SOURCE DOCUMENT:
+--
Politico magazine has a big piece out today about the financial industry’s dissatisfaction with the Obama administration’s cold embrace, and its hopes that a Hillary Clinton administration would “lead us out of the wilderness” and give industry titans better access to cabinet members and high-ranking administration officials. They’re hoping this in spite of the fact that Clinton’s Wall Street ties constitute perhaps her greatest political vulnerability, and might need to be put on the back burner when she actually starts running.
Matt Yglesias is confused by the article’s core theme – that “Wall Street seems to want low taxes and light regulation and bailouts and they want political leaders to thank them for it” – and that Wall Street CEOs expect more influence in Washington than, say, pizza-company CEOs. But the industry’s nostalgia for the Clinton years, and its hopes for another Clinton in office, are actually fairly simple to explain.
Take a look at this chart, via The Atlantic. The blue line shows the financial industry’s share of U.S. corporate profits, and the red line shows manufacturing’s share. For decades, manufacturing absolutely crushed Wall Street. But in the early nineties, amid a huge deregulatory spurt, finance briefly overtook manufacturing, then stayed roughly equal to it until the George W. Bush administration, when it absolutely exploded, becoming a full 40 percent of the nation’s corporate profits.
+--
(Pointing dataset records)

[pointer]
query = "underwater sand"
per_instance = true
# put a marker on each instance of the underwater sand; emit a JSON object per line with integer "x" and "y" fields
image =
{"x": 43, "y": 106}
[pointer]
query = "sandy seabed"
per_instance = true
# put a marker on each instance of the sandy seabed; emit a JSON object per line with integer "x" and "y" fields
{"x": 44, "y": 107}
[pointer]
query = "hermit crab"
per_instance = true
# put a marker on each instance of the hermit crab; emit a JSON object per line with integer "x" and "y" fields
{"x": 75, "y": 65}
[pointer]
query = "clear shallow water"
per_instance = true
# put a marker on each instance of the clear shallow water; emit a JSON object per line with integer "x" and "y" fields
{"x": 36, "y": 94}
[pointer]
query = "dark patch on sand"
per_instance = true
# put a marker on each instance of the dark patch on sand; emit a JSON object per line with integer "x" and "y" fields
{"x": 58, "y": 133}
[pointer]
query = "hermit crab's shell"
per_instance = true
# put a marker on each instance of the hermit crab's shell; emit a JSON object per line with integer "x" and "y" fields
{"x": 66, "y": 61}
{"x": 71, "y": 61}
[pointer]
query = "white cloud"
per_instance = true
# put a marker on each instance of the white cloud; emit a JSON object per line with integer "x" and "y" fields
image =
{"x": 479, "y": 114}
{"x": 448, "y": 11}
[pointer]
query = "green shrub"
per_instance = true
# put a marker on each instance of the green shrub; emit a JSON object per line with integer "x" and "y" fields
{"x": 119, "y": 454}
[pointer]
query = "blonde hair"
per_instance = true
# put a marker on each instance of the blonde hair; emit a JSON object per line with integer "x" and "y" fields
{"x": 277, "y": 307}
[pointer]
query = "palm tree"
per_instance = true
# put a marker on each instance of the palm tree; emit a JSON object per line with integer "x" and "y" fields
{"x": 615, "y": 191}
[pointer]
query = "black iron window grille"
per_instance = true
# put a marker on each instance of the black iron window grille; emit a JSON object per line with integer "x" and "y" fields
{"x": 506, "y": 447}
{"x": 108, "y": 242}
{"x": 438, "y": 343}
+--
REQUIREMENTS:
1. Answer these from the passage on Wall Street:
(a) Which publication ran the big piece about the financial industry's dissatisfaction with the Obama administration?
(b) In the chart, what color is the line for manufacturing's share?
(c) Under the George W. Bush administration, what share of the nation's corporate profits did finance reach?
2. How many lines of the records contain the string "crab"? Tally them with case counting, and reply with the number only.
The records bear no relation to the passage on Wall Street.

WRITTEN ANSWERS:
1.
(a) Politico magazine
(b) Red
(c) 40 percent

2. 4